▶

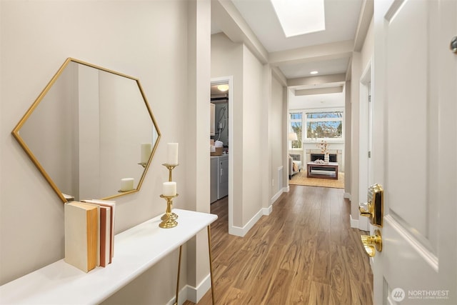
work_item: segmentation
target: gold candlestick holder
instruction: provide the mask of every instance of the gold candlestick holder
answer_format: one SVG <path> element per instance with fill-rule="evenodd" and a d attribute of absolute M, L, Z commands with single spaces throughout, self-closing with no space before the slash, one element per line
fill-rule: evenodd
<path fill-rule="evenodd" d="M 168 163 L 164 163 L 162 165 L 166 167 L 167 169 L 169 169 L 169 181 L 172 181 L 171 180 L 171 171 L 173 171 L 173 169 L 174 169 L 175 167 L 176 167 L 179 164 L 169 164 Z"/>
<path fill-rule="evenodd" d="M 174 213 L 171 213 L 173 199 L 176 196 L 178 196 L 177 194 L 175 196 L 160 195 L 161 198 L 166 200 L 166 211 L 165 212 L 165 214 L 161 218 L 161 219 L 162 219 L 162 222 L 159 224 L 159 226 L 160 226 L 161 228 L 169 229 L 174 228 L 178 225 L 178 221 L 176 221 L 178 215 Z M 173 214 L 174 214 L 174 216 L 173 216 Z"/>

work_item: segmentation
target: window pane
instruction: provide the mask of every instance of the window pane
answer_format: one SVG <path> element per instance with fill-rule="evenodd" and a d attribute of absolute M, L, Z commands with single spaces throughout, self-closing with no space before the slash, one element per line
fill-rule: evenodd
<path fill-rule="evenodd" d="M 308 112 L 306 114 L 307 119 L 341 119 L 343 111 L 328 111 L 328 112 Z"/>
<path fill-rule="evenodd" d="M 311 121 L 306 125 L 308 138 L 341 138 L 342 135 L 341 121 Z"/>
<path fill-rule="evenodd" d="M 296 114 L 291 114 L 291 119 L 301 121 L 301 112 L 298 112 Z"/>
<path fill-rule="evenodd" d="M 293 132 L 297 134 L 297 141 L 292 141 L 293 149 L 301 148 L 301 121 L 291 122 L 291 127 Z"/>

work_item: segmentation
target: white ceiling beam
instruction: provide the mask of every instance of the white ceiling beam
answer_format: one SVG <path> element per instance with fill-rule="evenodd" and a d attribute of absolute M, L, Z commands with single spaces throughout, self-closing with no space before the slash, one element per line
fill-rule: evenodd
<path fill-rule="evenodd" d="M 360 15 L 358 16 L 358 22 L 356 29 L 356 39 L 354 39 L 354 51 L 357 52 L 360 52 L 363 46 L 365 38 L 373 19 L 373 0 L 363 0 L 360 10 Z"/>
<path fill-rule="evenodd" d="M 270 53 L 268 61 L 278 66 L 284 64 L 301 64 L 321 60 L 351 57 L 353 41 L 332 42 L 316 46 L 305 46 L 293 50 Z"/>
<path fill-rule="evenodd" d="M 319 76 L 300 77 L 287 80 L 288 86 L 318 85 L 328 83 L 338 83 L 346 81 L 346 74 L 322 75 Z"/>
<path fill-rule="evenodd" d="M 271 66 L 271 74 L 281 85 L 287 86 L 287 79 L 279 68 L 277 66 Z"/>
<path fill-rule="evenodd" d="M 302 95 L 327 94 L 329 93 L 340 92 L 343 92 L 343 86 L 338 86 L 337 87 L 317 88 L 315 89 L 296 90 L 294 94 L 296 96 L 299 96 Z"/>
<path fill-rule="evenodd" d="M 262 64 L 268 63 L 268 53 L 231 1 L 211 1 L 211 22 L 232 41 L 244 44 Z"/>

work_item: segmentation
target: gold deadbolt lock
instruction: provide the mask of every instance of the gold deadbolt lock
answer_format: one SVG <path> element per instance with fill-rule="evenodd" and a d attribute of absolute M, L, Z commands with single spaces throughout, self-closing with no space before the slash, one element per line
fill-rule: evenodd
<path fill-rule="evenodd" d="M 381 185 L 373 184 L 368 188 L 368 202 L 358 204 L 358 211 L 361 216 L 368 217 L 373 226 L 383 226 L 384 191 Z"/>
<path fill-rule="evenodd" d="M 383 240 L 381 236 L 381 231 L 377 229 L 374 231 L 374 236 L 361 235 L 360 238 L 362 240 L 365 251 L 368 256 L 374 256 L 376 254 L 376 250 L 378 252 L 383 251 Z"/>

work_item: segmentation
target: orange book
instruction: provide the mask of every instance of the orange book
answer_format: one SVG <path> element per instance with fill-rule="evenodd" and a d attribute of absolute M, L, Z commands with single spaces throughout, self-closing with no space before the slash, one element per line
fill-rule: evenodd
<path fill-rule="evenodd" d="M 99 213 L 96 206 L 70 201 L 64 207 L 65 219 L 64 261 L 89 272 L 96 266 Z"/>
<path fill-rule="evenodd" d="M 114 256 L 114 221 L 116 219 L 116 201 L 102 199 L 84 199 L 83 202 L 106 206 L 110 209 L 110 234 L 109 234 L 109 264 L 113 261 Z"/>

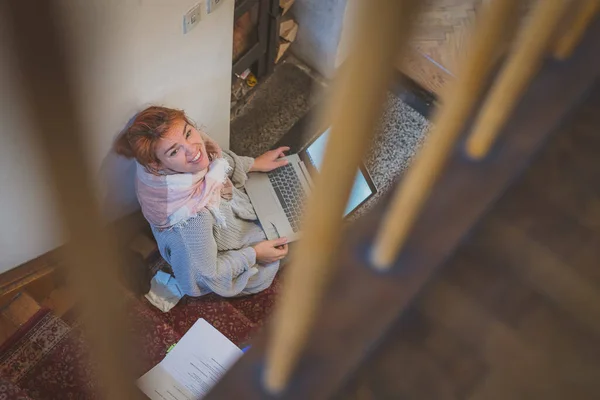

◀

What the exercise asks -> Set down all of the data above again, line for line and unchanged, leaving out the pictures.

The completed task ->
work_item: segmentation
target: gold candlestick holder
instruction: provide the mask of every instance of the gold candlestick holder
answer_format: one SVG <path> element per instance with fill-rule="evenodd" and a d attribute of absolute M, L, Z commands with single spaces throughout, self-closing with no space before the slash, one element per line
fill-rule: evenodd
<path fill-rule="evenodd" d="M 168 163 L 164 163 L 162 165 L 166 167 L 167 169 L 169 169 L 169 181 L 172 181 L 171 180 L 171 171 L 173 171 L 173 169 L 174 169 L 175 167 L 176 167 L 179 164 L 169 164 Z"/>
<path fill-rule="evenodd" d="M 174 213 L 171 213 L 173 199 L 176 196 L 178 196 L 177 194 L 175 196 L 160 195 L 161 198 L 166 200 L 166 211 L 165 212 L 165 214 L 161 218 L 161 219 L 162 219 L 162 222 L 159 224 L 159 226 L 160 226 L 161 228 L 169 229 L 174 228 L 178 225 L 178 221 L 176 221 L 178 215 Z M 173 214 L 174 214 L 174 216 L 173 216 Z"/>

work_item: segmentation
target: window pane
instruction: provide the mask of every instance of the window pane
answer_format: one SVG <path> element per instance with fill-rule="evenodd" and a d attribute of absolute M, L, Z commands with single spaces throughout, self-closing with no space before the slash, one element per line
fill-rule: evenodd
<path fill-rule="evenodd" d="M 308 112 L 306 114 L 307 119 L 341 119 L 343 111 L 328 111 L 328 112 Z"/>
<path fill-rule="evenodd" d="M 311 121 L 306 125 L 308 138 L 341 138 L 342 135 L 341 121 Z"/>
<path fill-rule="evenodd" d="M 296 114 L 291 114 L 291 119 L 301 121 L 301 112 L 298 112 Z"/>
<path fill-rule="evenodd" d="M 293 132 L 297 134 L 297 141 L 292 141 L 293 149 L 301 148 L 301 121 L 291 122 L 291 127 Z"/>

work_item: segmentation
target: white ceiling beam
instruction: provide the mask of every instance of the white ceiling beam
answer_format: one SVG <path> element per instance with fill-rule="evenodd" and a d attribute of absolute M, L, Z commands with single spaces throughout, self-closing with no space before the slash, one element per line
fill-rule: evenodd
<path fill-rule="evenodd" d="M 360 15 L 358 16 L 358 22 L 356 29 L 356 39 L 354 39 L 354 51 L 357 52 L 360 52 L 363 46 L 365 38 L 373 19 L 373 0 L 363 0 L 360 10 Z"/>
<path fill-rule="evenodd" d="M 270 53 L 268 61 L 278 66 L 284 64 L 301 64 L 321 60 L 351 57 L 353 41 L 332 42 L 316 46 L 305 46 L 293 50 Z"/>
<path fill-rule="evenodd" d="M 319 76 L 300 77 L 287 80 L 288 86 L 318 85 L 328 83 L 338 83 L 346 81 L 346 74 L 322 75 Z"/>
<path fill-rule="evenodd" d="M 271 66 L 271 74 L 281 85 L 287 86 L 287 79 L 279 68 L 277 66 Z"/>
<path fill-rule="evenodd" d="M 302 95 L 327 94 L 329 93 L 340 92 L 343 92 L 343 86 L 338 86 L 337 87 L 317 88 L 315 89 L 296 90 L 294 94 L 296 96 L 299 96 Z"/>
<path fill-rule="evenodd" d="M 262 64 L 268 63 L 268 53 L 231 1 L 211 1 L 211 22 L 232 41 L 244 44 Z"/>

work_item: segmentation
target: gold deadbolt lock
instruction: provide the mask of every instance of the gold deadbolt lock
answer_format: one SVG <path> element per instance with fill-rule="evenodd" and a d attribute of absolute M, L, Z commands with single spaces throughout, self-closing with no space before the slash, one element per line
fill-rule: evenodd
<path fill-rule="evenodd" d="M 381 185 L 373 184 L 368 188 L 368 202 L 358 204 L 358 211 L 361 216 L 368 217 L 373 226 L 383 226 L 384 191 Z"/>
<path fill-rule="evenodd" d="M 383 240 L 381 236 L 381 231 L 377 229 L 374 231 L 374 236 L 361 235 L 360 238 L 362 240 L 365 251 L 368 256 L 374 256 L 376 254 L 376 250 L 378 252 L 383 251 Z"/>

work_item: segmentation
target: orange book
instruction: provide the mask of every instance of the orange book
answer_format: one SVG <path> element per instance with fill-rule="evenodd" and a d attribute of absolute M, L, Z commands with single spaces throughout, self-closing with no space before the slash, one element per line
fill-rule: evenodd
<path fill-rule="evenodd" d="M 99 213 L 96 206 L 70 201 L 64 207 L 65 219 L 64 261 L 89 272 L 96 266 Z"/>
<path fill-rule="evenodd" d="M 114 256 L 114 221 L 116 219 L 116 201 L 102 199 L 84 199 L 83 202 L 106 206 L 110 209 L 110 234 L 109 234 L 109 264 L 113 261 Z"/>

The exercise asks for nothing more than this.